Without any omission, reproduce the records that follow.
***** RECORDS SUPPLIED
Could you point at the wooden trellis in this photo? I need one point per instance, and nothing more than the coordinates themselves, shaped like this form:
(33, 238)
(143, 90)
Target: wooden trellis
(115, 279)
**********
= SOLUTION TO THE EXERCISE =
Could you point at the wooden trellis in this photo? I need one point per instance, and nothing more than the coordinates themselves, shaped like this form:
(33, 238)
(143, 90)
Target: wooden trellis
(115, 279)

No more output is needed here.